Consigne 1:
D'après le texte sur la prise en charge et l'accompagnement, que signifie souvent prendre quelqu'un en charge ?
Consigne 2:
Poursuivez, s'il vous plaît, le texte sur la prise en charge et l'accompagnement après sa dernière phrase.

De la prise en charge à l’accompagnement : sens des interventions et postures professionnelles par Olivier Huet
Intervention lors des journées nationales SESSAD organisées les 25 et 26 novembre 2010 par le CREAI Pays de Loire :
Intitulé des journées
“Imaginons les SESSAD de demain…
Dans un environnement en mouvement, des services à la croisée des projets, des acteurs et des territoires”
Intitulé de l’intervention
De la prise en charge à l’accompagnement : sens des interventions et postures professionnelles.
1. Accompagnement versus prise en charge
Bien avant que le terme d’accompagnement ne soit introduit dans le travail social, la notion de “prise en charge” était largement utilisée pour évoquer le fait d’être aux côtés de la personne en situation de dépendance.
Ce terme induit explicitement l’idée de “charge” donc de poids à porter, de lourdeur du travail, de “captation massive” de l’individu…
Par ailleurs prendre quelqu’un en charge signifie souvent faire pour lui, à sa place. Nous sommes ici alors bien loin de penser à maintenir des acquis ou à faire acquérir, quand cela est possible, une fonction, une potentialité. De plus, il est plus que probable que cette posture de “prise en charge” ne réponde pas aux demandes des personnes concernées.

Données fournies:
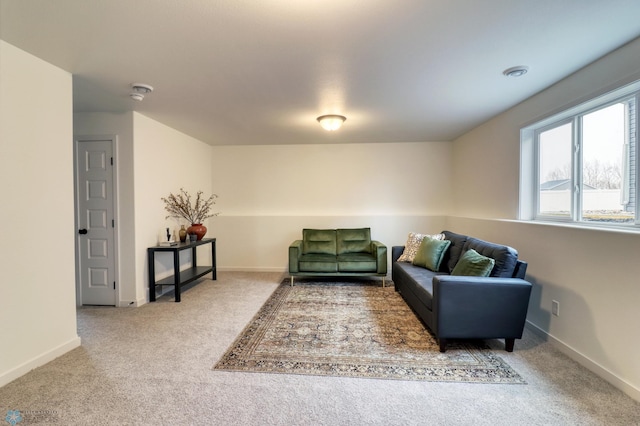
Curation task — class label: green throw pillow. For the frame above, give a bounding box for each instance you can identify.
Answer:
[412,237,451,271]
[451,249,496,277]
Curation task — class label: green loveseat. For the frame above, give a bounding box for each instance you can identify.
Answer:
[289,228,387,287]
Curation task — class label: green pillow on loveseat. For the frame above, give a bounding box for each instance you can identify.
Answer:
[289,228,387,287]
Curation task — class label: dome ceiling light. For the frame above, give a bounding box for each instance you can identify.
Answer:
[502,65,529,77]
[317,114,347,132]
[129,83,153,102]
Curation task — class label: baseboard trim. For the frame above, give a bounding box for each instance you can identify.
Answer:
[526,321,640,401]
[0,336,82,387]
[216,266,288,273]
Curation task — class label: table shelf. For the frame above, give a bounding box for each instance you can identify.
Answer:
[147,238,217,302]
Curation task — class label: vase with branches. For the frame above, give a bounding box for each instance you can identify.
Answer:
[161,188,220,240]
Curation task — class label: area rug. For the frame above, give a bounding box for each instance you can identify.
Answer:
[213,280,525,383]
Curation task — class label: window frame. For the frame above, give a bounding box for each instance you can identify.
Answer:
[519,80,640,230]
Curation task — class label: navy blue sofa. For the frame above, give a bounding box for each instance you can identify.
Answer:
[391,231,531,352]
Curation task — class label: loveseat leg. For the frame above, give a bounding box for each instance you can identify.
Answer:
[504,339,516,352]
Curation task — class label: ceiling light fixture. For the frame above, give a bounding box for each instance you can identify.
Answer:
[502,65,529,77]
[129,83,153,101]
[317,114,347,132]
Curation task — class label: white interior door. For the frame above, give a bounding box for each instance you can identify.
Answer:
[75,137,116,306]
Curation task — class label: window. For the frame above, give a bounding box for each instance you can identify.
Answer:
[520,82,640,226]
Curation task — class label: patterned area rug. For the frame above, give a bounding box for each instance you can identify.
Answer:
[213,280,525,383]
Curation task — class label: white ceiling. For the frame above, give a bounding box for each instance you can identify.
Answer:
[0,0,640,145]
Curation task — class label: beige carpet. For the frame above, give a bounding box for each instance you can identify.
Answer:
[214,281,525,383]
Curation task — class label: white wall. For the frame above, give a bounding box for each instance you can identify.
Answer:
[0,40,80,386]
[448,35,640,400]
[73,112,137,306]
[210,142,451,271]
[133,113,215,305]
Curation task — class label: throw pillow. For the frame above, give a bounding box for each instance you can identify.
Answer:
[412,237,451,271]
[398,232,444,263]
[451,249,496,277]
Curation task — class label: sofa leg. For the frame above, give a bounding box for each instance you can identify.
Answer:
[504,339,516,352]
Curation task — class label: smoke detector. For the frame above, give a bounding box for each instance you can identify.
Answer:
[129,83,153,101]
[502,65,529,77]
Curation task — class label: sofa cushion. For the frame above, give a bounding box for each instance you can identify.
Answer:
[451,249,495,277]
[302,229,336,256]
[336,228,371,254]
[392,262,444,310]
[298,253,338,272]
[338,253,378,272]
[463,237,518,278]
[398,232,444,263]
[440,231,467,273]
[412,237,451,271]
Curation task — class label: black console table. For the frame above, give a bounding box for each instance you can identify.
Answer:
[147,238,217,302]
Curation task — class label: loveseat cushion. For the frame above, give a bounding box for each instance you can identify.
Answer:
[298,253,338,272]
[338,253,378,272]
[336,228,371,255]
[302,229,337,255]
[462,237,518,278]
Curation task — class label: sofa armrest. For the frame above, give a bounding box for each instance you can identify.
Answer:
[433,275,532,339]
[289,240,302,272]
[371,240,387,274]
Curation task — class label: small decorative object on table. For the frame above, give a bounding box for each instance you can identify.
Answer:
[161,188,220,241]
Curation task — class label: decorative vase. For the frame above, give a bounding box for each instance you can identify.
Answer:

Réponse 1:
Prendre quelqu'un en charge signifie souvent faire pour lui, à sa place.

Réponse 2:
Enfin, nous sommes également loin d’une posture éthiquement acceptable puisque nous ne nous mettons pas en position de regarder l’autre comme un sujet, comme un autre pouvant exprimer une volonté. La prise en charge le condamne à être un objet, lourd de surcroît, à porter.
Il fallait par conséquent un autre mot, un mot qui véhiculerait une éthique permettant aux professionnels d’être “à côté” de celui qui a besoin d’eux, de l’aider dans ce qu’il ou elle ne peut entreprendre seul, (mais sans se substituer à lui, sans faire à sa place et sans aggraver le sentiment qu’il ou elle est un poids, une charge).
Le “faire à la place” est évidemment une négation du potentiel de l’individu, pour finalement être dans la négation même de l’autre dans son statut de sujet. Ainsi, cette éthique que nous évoquions ci-dessus offre aux intervenants professionnels l’occasion de se mettre au service de la singularité de chacun des individus auprès desquels ils travaillent.
Les valeurs convoquées dans cette éthique que l’on pourrait qualifier d’ “humanisme” vont nous permettre de participer à la solidification du concept de personne [[On peut relire à ce propos l’article « Une catégorie de l’esprit humain : la notion de personne, celle de “moi” » de M. Mauss, dans Sociologie et Anthropologie, Paris, PUF, 2006 (11e éd.).]] puis de citoyen.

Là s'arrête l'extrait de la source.